(SOURCE INFORMATION)

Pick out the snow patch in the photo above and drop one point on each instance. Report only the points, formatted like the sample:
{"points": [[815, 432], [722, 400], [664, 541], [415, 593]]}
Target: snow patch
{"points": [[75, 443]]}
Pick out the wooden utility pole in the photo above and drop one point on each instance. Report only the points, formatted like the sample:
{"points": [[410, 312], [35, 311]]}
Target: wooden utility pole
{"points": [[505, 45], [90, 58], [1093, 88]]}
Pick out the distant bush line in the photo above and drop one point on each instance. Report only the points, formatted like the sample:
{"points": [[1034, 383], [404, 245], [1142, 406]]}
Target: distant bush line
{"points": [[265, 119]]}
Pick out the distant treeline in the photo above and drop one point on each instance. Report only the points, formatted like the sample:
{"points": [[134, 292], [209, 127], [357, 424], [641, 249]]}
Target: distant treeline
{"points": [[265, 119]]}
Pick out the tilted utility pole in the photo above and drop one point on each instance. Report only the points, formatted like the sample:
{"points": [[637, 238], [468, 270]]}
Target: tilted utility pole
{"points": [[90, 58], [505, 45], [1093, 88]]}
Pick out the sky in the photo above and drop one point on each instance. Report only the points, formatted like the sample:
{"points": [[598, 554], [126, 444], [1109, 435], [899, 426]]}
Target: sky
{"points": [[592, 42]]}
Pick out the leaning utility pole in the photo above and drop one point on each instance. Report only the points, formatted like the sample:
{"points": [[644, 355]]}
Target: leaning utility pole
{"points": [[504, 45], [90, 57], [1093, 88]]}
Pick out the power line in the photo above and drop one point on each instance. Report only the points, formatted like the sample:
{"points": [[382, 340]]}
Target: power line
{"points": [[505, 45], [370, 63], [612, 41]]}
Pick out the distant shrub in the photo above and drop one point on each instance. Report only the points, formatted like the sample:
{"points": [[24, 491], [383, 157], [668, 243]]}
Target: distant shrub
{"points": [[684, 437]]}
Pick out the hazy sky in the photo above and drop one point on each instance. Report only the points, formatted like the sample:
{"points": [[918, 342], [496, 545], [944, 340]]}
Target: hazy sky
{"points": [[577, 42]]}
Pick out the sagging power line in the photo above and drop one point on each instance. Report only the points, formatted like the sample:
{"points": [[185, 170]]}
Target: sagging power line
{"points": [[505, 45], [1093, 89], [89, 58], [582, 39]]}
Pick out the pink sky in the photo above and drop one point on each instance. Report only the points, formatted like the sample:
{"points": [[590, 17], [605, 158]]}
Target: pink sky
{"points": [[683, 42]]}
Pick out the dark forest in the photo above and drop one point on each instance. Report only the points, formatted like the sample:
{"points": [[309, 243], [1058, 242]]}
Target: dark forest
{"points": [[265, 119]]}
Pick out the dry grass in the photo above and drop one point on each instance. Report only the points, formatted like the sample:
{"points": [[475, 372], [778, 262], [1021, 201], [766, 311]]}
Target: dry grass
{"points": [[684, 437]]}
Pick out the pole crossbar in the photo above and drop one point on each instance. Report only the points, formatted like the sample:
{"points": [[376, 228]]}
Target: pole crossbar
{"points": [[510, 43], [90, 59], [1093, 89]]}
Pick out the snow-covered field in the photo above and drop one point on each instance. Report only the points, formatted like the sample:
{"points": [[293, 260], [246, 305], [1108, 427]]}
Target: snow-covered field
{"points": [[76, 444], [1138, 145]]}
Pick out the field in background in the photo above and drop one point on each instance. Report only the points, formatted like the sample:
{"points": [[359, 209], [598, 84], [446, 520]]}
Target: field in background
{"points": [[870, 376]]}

(End SOURCE INFORMATION)

▶ WHAT YOU WILL DO
Could I ask you to return the records exactly and in full?

▶ TASK SOLUTION
Pick out the snow patch in the photo above and drop one point on each instance. Report only the points, formatted like the sample:
{"points": [[815, 432], [722, 400], [664, 541], [415, 593]]}
Target: snow patch
{"points": [[75, 443]]}
Pick out the wooden utility pole in the photo above and drop one point on each instance. Report only the points, formatted like the sample:
{"points": [[410, 312], [35, 311]]}
Target: wooden utility pole
{"points": [[505, 45], [90, 58], [1093, 88]]}
Pick out the distant bush line in the photo above and drop one point on each instance. Report only the points, formatted like the sample:
{"points": [[1034, 383], [404, 245], [1142, 406]]}
Target: distant bush line
{"points": [[265, 119]]}
Pick out the distant treeline in the photo above and drop one point on each instance. Report only the points, formatted like the sample:
{"points": [[134, 292], [209, 127], [357, 424], [641, 249]]}
Target: distant treeline
{"points": [[265, 119]]}
Pick out the tilted utility pole in the photo above and drop one point on each instance. Report only the points, formatted like the sample:
{"points": [[637, 238], [468, 270]]}
Target: tilted utility pole
{"points": [[90, 58], [505, 45], [1093, 88]]}
Pick out the sky in the photo above and drop one point on each instance. Report only the points, formatted like the sample:
{"points": [[598, 554], [126, 444], [1109, 435], [899, 426]]}
Target: sky
{"points": [[592, 42]]}
Pick out the leaning utility pole in the photo above and drop one point on each instance. Report only the points, formatted like the sample:
{"points": [[644, 355]]}
Target: leaning utility pole
{"points": [[504, 45], [90, 57], [1093, 88]]}
Pick out the power line in the photo above and drop one point on each instance. Report only the points, formatted like the sample:
{"points": [[382, 340]]}
Target: power line
{"points": [[505, 45], [370, 63], [612, 41]]}
Pick out the distant shrub in the photo above and drop one point on each instance. Report only the points, formatted like the sample:
{"points": [[24, 491], [383, 157], [668, 243]]}
Target: distant shrub
{"points": [[684, 437]]}
Pick out the hazy sky in the photo above and drop one point on each instance. Report only the points, formatted like the sample:
{"points": [[918, 342], [496, 545], [944, 340]]}
Target: hazy sky
{"points": [[577, 42]]}
Pick out the sagging power line in the photo above and drop one point on each instance. Report only the points, formatted like the sample:
{"points": [[185, 170]]}
Target: sagging power line
{"points": [[505, 45], [1093, 89], [89, 58], [582, 39]]}
Pick out the pink sky in the photo above and drop one point on each instance. Report only the points, formatted like the sample:
{"points": [[590, 17], [605, 158]]}
Target: pink sky
{"points": [[683, 42]]}
Pick out the dark forest in the photo above and drop one point on each instance. Report only the points, formatted like the sample:
{"points": [[309, 243], [1058, 242]]}
Target: dark forest
{"points": [[265, 119]]}
Pick out the dry grass in the photo above and drop one point on each instance. Report only the points, formatted like the sample:
{"points": [[475, 372], [778, 262], [1021, 201], [766, 311]]}
Target: dry grass
{"points": [[684, 437]]}
Pick out the pole crossbar in the photo above and drop one point on each instance. Report only the points, formatted like the sample:
{"points": [[376, 228]]}
Target: pole crossbar
{"points": [[510, 43], [90, 59], [1093, 89]]}
Pick out the snow-covered field in the photo above and drop one point on each instance. Report only the points, formatted like the sample:
{"points": [[293, 260], [246, 305], [1108, 427]]}
Target: snow-covered field
{"points": [[76, 444], [1138, 145]]}
Pick out the field in background in the photo above and drop one point on each instance. Report only the points, formatted like the sample:
{"points": [[359, 209], [598, 84], [446, 520]]}
Target: field in background
{"points": [[870, 376]]}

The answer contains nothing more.